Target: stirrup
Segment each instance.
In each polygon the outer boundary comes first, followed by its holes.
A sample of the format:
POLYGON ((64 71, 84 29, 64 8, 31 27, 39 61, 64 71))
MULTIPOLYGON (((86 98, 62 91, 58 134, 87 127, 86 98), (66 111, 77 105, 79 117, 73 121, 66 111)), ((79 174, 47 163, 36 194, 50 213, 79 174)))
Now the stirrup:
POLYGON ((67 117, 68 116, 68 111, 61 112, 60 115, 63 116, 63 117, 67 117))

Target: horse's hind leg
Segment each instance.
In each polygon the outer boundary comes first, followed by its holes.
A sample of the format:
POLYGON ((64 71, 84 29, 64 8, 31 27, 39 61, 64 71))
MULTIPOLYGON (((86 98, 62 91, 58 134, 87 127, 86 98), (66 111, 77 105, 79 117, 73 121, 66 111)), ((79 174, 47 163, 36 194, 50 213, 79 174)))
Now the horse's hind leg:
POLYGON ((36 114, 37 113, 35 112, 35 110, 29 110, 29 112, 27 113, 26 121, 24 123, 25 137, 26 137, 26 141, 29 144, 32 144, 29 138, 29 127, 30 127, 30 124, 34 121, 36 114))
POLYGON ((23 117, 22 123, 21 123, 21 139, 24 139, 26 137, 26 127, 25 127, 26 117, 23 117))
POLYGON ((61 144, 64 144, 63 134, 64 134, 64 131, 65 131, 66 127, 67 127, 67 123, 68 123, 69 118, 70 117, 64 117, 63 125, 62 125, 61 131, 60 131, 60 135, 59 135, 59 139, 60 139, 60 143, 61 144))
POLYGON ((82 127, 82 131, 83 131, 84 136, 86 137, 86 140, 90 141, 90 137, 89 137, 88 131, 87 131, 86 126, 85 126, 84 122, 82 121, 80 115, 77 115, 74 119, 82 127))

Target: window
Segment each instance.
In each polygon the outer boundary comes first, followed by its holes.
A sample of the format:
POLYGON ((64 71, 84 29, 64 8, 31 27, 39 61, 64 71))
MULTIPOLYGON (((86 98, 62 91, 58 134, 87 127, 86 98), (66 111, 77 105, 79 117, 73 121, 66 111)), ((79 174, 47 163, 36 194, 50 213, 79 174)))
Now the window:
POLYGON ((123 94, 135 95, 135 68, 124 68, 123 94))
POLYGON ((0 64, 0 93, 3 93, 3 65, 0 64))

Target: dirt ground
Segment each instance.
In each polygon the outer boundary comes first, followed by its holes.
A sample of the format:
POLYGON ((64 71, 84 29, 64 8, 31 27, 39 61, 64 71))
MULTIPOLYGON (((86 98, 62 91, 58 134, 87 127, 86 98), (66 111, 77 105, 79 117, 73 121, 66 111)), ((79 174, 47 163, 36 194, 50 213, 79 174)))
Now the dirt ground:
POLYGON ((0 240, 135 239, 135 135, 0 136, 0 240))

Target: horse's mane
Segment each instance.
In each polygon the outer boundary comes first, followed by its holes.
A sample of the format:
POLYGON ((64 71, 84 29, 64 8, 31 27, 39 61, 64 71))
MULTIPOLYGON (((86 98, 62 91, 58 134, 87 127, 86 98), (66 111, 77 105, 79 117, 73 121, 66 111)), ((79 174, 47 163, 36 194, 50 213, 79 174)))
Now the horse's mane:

[What you will do] Print the whole listing above again, line for line, without changing anything.

[Worked answer]
Target: stirrup
Segment each instance.
In each polygon the outer boundary comes first, followed by its holes.
A sample of the format:
POLYGON ((64 71, 84 29, 64 8, 31 27, 39 61, 64 71))
MULTIPOLYGON (((86 98, 62 91, 58 134, 87 127, 86 98), (66 111, 77 105, 79 117, 73 121, 66 111)), ((79 174, 47 163, 36 194, 50 213, 79 174)))
Now the stirrup:
POLYGON ((67 117, 68 116, 68 111, 61 112, 60 115, 63 116, 63 117, 67 117))

Target: horse's hind leg
Segment each instance.
In each polygon the outer boundary comes first, followed by its holes.
A sample of the format:
POLYGON ((64 71, 84 29, 64 8, 31 27, 39 61, 64 71))
MULTIPOLYGON (((86 98, 62 91, 58 134, 87 127, 86 98), (66 111, 77 105, 79 117, 73 121, 66 111)), ((79 174, 47 163, 36 194, 50 213, 79 174)))
Now the horse's hind leg:
POLYGON ((36 114, 37 113, 35 112, 35 110, 29 110, 29 112, 27 113, 26 121, 24 123, 25 137, 26 137, 26 141, 29 144, 32 144, 29 138, 29 127, 30 127, 30 124, 34 121, 36 114))
POLYGON ((23 117, 22 123, 21 123, 21 139, 24 139, 26 137, 26 127, 25 127, 26 117, 23 117))
POLYGON ((61 144, 64 144, 63 134, 64 134, 64 131, 65 131, 66 127, 67 127, 67 123, 68 123, 69 118, 70 117, 64 117, 63 125, 62 125, 61 131, 60 131, 60 135, 59 135, 59 139, 60 139, 60 143, 61 144))
POLYGON ((82 127, 82 131, 83 131, 84 136, 86 137, 86 140, 90 141, 90 137, 89 137, 88 131, 87 131, 86 126, 85 126, 84 122, 82 121, 80 115, 77 115, 74 119, 82 127))

Target: window
Segment each instance.
In each polygon the outer boundary comes first, followed by its holes.
A sample of the format:
POLYGON ((64 71, 84 29, 64 8, 31 27, 39 61, 64 71))
MULTIPOLYGON (((86 98, 62 91, 58 134, 87 127, 86 98), (66 111, 77 105, 79 117, 73 121, 66 111)), ((79 174, 47 163, 36 194, 50 213, 79 174)))
Now the window:
POLYGON ((123 94, 135 95, 135 68, 124 68, 123 94))
POLYGON ((0 64, 0 93, 3 93, 3 65, 0 64))

Target: dirt ground
Segment each instance.
In each polygon the outer boundary comes first, followed by its holes.
A sample of the format:
POLYGON ((64 71, 84 29, 64 8, 31 27, 39 61, 64 71))
MULTIPOLYGON (((86 98, 62 91, 58 134, 87 127, 86 98), (66 111, 77 105, 79 117, 73 121, 66 111)), ((79 174, 47 163, 36 194, 50 213, 79 174)))
Now the dirt ground:
POLYGON ((0 240, 135 239, 135 135, 0 136, 0 240))

Target: horse's mane
Segment each instance.
In each polygon the outer boundary comes first, followed by its holes.
A sample of the format:
POLYGON ((64 71, 84 29, 64 8, 31 27, 39 61, 64 71))
MULTIPOLYGON (((86 98, 62 91, 58 134, 87 127, 86 98), (66 111, 77 105, 79 117, 73 121, 66 111)), ((79 174, 47 163, 36 194, 50 213, 79 174)))
Now the horse's mane:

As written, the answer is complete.